- _What you are asked to do_
The data below is to be copied exactly, line by line.

- _Material supplied_
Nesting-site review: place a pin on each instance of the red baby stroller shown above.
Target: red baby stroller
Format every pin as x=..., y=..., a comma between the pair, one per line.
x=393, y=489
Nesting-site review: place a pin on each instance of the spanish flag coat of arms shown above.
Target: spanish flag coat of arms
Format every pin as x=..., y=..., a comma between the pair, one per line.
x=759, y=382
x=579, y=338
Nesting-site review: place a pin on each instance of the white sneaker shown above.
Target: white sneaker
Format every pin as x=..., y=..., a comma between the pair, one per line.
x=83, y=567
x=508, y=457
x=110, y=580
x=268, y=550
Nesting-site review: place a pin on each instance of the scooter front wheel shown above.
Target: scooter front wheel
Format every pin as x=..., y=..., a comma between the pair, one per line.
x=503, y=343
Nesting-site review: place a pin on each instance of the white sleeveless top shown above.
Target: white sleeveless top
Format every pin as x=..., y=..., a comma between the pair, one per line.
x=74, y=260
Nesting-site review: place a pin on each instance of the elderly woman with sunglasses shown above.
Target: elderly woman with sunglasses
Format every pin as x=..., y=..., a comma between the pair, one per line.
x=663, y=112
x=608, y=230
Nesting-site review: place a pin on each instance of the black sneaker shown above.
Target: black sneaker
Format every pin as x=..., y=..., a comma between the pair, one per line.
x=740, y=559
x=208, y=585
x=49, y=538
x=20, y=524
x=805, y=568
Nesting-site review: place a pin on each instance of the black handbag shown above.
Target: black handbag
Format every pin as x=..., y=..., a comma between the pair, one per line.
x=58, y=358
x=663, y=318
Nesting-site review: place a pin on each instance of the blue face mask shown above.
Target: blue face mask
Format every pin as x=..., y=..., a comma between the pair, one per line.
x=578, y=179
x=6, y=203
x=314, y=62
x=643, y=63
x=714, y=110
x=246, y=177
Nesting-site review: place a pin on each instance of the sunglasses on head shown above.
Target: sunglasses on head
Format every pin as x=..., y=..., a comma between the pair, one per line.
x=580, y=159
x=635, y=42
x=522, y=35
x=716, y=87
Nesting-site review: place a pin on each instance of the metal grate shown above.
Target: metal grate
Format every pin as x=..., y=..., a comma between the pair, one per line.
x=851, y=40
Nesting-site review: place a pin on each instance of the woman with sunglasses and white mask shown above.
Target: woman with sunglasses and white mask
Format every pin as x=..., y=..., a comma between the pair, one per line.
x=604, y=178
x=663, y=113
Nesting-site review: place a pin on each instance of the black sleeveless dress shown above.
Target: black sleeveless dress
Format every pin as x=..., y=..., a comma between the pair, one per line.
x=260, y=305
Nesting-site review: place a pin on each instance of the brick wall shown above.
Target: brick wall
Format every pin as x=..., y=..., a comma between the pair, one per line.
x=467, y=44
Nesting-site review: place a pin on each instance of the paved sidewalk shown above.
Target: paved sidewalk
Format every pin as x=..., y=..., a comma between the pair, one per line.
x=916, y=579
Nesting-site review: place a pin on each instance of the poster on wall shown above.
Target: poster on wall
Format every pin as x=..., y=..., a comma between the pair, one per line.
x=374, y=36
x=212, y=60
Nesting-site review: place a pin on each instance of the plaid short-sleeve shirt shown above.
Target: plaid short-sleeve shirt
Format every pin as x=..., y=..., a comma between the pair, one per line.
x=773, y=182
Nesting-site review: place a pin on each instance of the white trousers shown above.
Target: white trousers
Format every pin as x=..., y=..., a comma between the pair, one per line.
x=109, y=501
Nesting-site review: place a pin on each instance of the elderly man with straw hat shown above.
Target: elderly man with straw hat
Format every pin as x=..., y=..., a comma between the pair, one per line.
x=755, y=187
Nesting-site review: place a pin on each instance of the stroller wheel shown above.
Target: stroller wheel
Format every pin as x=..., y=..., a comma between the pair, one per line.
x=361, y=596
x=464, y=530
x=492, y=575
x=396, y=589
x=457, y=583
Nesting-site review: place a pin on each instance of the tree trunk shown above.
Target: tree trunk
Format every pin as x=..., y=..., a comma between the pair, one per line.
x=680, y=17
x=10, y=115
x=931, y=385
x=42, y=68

- _Response_
Nesting-site review: place a pin on each instance of the red baby stroller shown above.
Target: red baby stroller
Format every pin as x=..., y=..., a comma between the pair, one per line.
x=393, y=489
Nesting-site review: place a pin on each instance of the spanish flag coat of arms shown above.
Target: spanish flag coat of arms
Format every pin as x=..., y=..., a comma between the pair, one per line.
x=759, y=382
x=579, y=338
Nesting-site review: place a pin on each instance of the white sneaker shown above.
Target: white sneaker
Format every pin as x=..., y=..., a comma between the pair, one per line.
x=83, y=567
x=508, y=457
x=110, y=580
x=268, y=550
Nesting-site review: place a pin on each instance of the scooter front wheel shown above.
Target: scooter front wheel
Format every pin as x=..., y=..., a comma between the pair, one per line.
x=503, y=343
Nesting-site review: place a pin on each instance of the white sleeveless top shown above.
Target: white sleeveless top
Format every pin as x=..., y=..., a comma between the pair, one per line.
x=74, y=260
Nesting-site review: place a pin on each instance of the elderly woman with sunglasses shown above.
Target: elderly woman with sunglasses
Format every pin as x=..., y=..., a comma between the pair, one per line.
x=663, y=112
x=608, y=230
Nesting-site review: place a pin on each instance of the black sneaker shown above.
Target: black sneaker
Format every pin as x=..., y=..., a comma between the pair, one per line.
x=740, y=559
x=208, y=585
x=49, y=538
x=20, y=524
x=805, y=568
Nesting-site review: place a pin on each instance of the black handbag shown above.
Target: black handbag
Format every pin as x=..., y=..., a comma between the pair, one per line.
x=58, y=358
x=663, y=318
Nesting-site review: place a pin on each instance of the blue face mask shown above.
Target: blue face mask
Format every pin as x=..., y=..., a comma between the pair, one per line.
x=578, y=179
x=6, y=203
x=314, y=62
x=643, y=63
x=714, y=110
x=246, y=177
Nesting-site review: place a pin on each instance of the sunglasses on head shown above.
Target: sunglasses on head
Format every pin as x=..., y=..., a comma between the pair, one per line.
x=580, y=159
x=635, y=42
x=522, y=35
x=716, y=87
Nesting-site review: place a pin on each instance of the metal grate shown above.
Target: metal grate
Format every pin as x=..., y=..., a comma between the pair, one per line.
x=851, y=40
Nesting-site review: place a pin on each instance of the woman with sunglasses and white mask shown above.
Target: woman with sunglasses and white mask
Format every pin as x=..., y=..., a comma between the pair, one per line.
x=604, y=178
x=663, y=113
Nesting-site review: place a pin on each instance of the black sleeveless dress shown above.
Target: black sleeveless dress
Format every pin as x=..., y=..., a comma between the pair, one per line.
x=260, y=305
Nesting-site review: place a pin on each instance of the brick wall shown above.
Target: brick wall
Format every pin as x=..., y=..., a comma between the pair, one per line.
x=467, y=44
Nesting-site review: place a pin on each instance of the paved sidewalk shown above.
Target: paved sidewalk
Format every pin as x=..., y=..., a comma between the pair, one per line.
x=916, y=579
Nesting-site review: place a pin on each instance of the poster on wall shown above.
Target: poster on wall
Format every pin as x=..., y=..., a comma between the pair, one per line.
x=374, y=36
x=212, y=60
Nesting-site review: place a pin on each instance of the plaid short-sleeve shirt shown above.
Target: plaid short-sleeve shirt
Format every pin as x=..., y=..., a comma between the pair, one per line.
x=773, y=182
Nesting-site review: place a pin on each instance of the white trousers shown above.
Target: white trousers
Format every pin as x=..., y=..., a comma between the pair, one per line.
x=109, y=501
Nesting-site review: place a pin on each instance of the elderly man with straw hat shown above.
Target: elderly man with straw hat
Format every pin as x=..., y=..., a comma between the pair, one per line.
x=755, y=187
Nesting-site review: place a pin on each instance of the stroller wheel shown above.
Target: stroller wheel
Format every pin as x=..., y=..., a comma between the pair, one per line.
x=361, y=596
x=464, y=530
x=492, y=575
x=396, y=589
x=457, y=583
Nesting-site review: place a pin on each instance of the tree trunk shown above.
Target: tree trunk
Format every pin as x=..., y=..., a comma between the pair, one per line.
x=680, y=17
x=10, y=115
x=931, y=385
x=42, y=68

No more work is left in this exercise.